Work required - Your answer should be the full set of records, printed exactly as they stand.

Items listed in a dataset -
Start of Block
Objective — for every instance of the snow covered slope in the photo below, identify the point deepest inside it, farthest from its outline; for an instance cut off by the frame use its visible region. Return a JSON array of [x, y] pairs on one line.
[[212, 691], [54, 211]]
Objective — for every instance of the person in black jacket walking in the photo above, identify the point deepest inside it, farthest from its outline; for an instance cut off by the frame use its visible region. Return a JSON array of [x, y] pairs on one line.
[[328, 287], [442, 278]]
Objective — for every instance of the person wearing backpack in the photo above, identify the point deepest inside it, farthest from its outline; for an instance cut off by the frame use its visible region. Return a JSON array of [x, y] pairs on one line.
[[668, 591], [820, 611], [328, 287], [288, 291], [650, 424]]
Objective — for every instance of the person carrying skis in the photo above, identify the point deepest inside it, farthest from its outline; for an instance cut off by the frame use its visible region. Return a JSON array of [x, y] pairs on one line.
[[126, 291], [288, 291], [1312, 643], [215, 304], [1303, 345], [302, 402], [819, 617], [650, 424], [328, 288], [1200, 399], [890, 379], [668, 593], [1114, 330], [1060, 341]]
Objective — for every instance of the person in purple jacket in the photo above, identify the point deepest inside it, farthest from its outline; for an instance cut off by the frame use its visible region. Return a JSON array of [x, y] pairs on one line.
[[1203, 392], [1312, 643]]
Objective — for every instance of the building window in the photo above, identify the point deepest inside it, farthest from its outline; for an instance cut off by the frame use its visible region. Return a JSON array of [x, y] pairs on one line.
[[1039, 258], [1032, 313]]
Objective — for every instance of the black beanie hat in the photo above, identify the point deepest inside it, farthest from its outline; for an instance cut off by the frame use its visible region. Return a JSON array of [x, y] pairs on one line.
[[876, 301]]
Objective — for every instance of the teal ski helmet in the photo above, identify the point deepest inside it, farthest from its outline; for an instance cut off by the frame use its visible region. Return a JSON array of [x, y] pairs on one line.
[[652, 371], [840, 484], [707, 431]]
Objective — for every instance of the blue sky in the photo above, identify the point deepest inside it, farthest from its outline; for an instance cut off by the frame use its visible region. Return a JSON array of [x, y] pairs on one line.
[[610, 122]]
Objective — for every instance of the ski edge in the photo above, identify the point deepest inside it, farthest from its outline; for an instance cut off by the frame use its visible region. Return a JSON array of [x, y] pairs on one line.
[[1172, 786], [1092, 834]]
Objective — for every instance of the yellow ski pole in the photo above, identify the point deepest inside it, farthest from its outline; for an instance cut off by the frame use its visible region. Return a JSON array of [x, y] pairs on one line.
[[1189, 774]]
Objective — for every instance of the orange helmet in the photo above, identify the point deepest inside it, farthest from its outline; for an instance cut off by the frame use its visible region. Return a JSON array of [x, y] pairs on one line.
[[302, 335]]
End of Block
Answer to this exercise -
Objective — for every instance of the snow covered slope in the photo below, identify the point deepest inside it, farthest from its outline; for an instance cut off by the frame use its visible region. Return a JSON array of [x, y] pairs on one line.
[[212, 691], [54, 211]]
Objective — for every instance of the person in black jacket walking in the photo above, identify the point deepest inside it, farthest from its outline; for an instance cut off by the frame use its visible region. Return a JSON array of [x, y] pairs on one line.
[[328, 287], [442, 278]]
Objective — for every instance of the person wearing backpack in the photo above, identify the point deepest inside it, farthest from its outline; for an instance cut off by the frame use its visible region. Return a JSON array of [x, y] pairs on one line.
[[668, 591], [820, 611], [328, 287], [288, 291], [650, 424]]
Objective — for every instance of the person carrying skis in the photo above, identify the point deepest inside it, farthest from its outline; for an instance cut off by the frame use its visible region. Return a JSON array of [x, y] pairs on one line.
[[126, 291], [288, 291], [1312, 643], [215, 304], [1303, 345], [302, 402], [819, 617], [650, 424], [328, 288], [1200, 399], [890, 379], [668, 593], [1114, 330], [1060, 341]]
Objective — for every instance of the person in purple jacket in the photo above, identify the point deepest inside it, farthest from its outline; for an instance cut off by the frame use its visible region. Return a JSON array of [x, y] pairs on one line.
[[1203, 392], [1312, 643]]
Objective — for every instance of the building window in the photo above, identify the point deepest inside it, farthest from its outline; for an instance cut off by the frame use its visible region. Return a JSON array of [x, y] pairs on one line.
[[1039, 258], [1032, 313]]
Objective — for every instance of the black beanie hat in the photo above, identify the point deepest inside it, farthest from its outline; for an instance cut off by the frame use its visible region. Return a JSON array of [x, y] pairs on one line.
[[876, 301]]
Objective — for every instance of the teal ski helmet in the photo above, identify the point deepest inside it, farthest from its outline; for an instance cut off by the frame use its visible region. Return a JSON array of [x, y] pairs on one line.
[[652, 371], [840, 484], [707, 431]]
Objective — for every instance of the blue sky in the photo above, identify the point deepest inside it, farthest from its outline; for an instance cut off by the frame use its visible region. Return a JSON array of [x, y] pairs on one line.
[[610, 122]]
Objective — for every instance of the ski edge in the photo above, identify the point deepest inside it, farthest from its outline; for an instance cut off by the frame use its visible region. Return a JSON array of [x, y] pairs on one line.
[[1172, 786], [1092, 834]]
Objective — for every instance of the yellow ski pole in the photo above, identify the point deepest inside it, farthest from its outline; for an instance cut off by the frame use its visible region. Return a JSON array of [x, y] pairs on one line.
[[1189, 774]]
Objective — for every instance of the orange helmet in the photo above, identify the point deepest inside it, farthest from its outline; for an instance cut off by the frame use its visible region. Return a JSON array of [x, y] pairs on one line.
[[302, 335]]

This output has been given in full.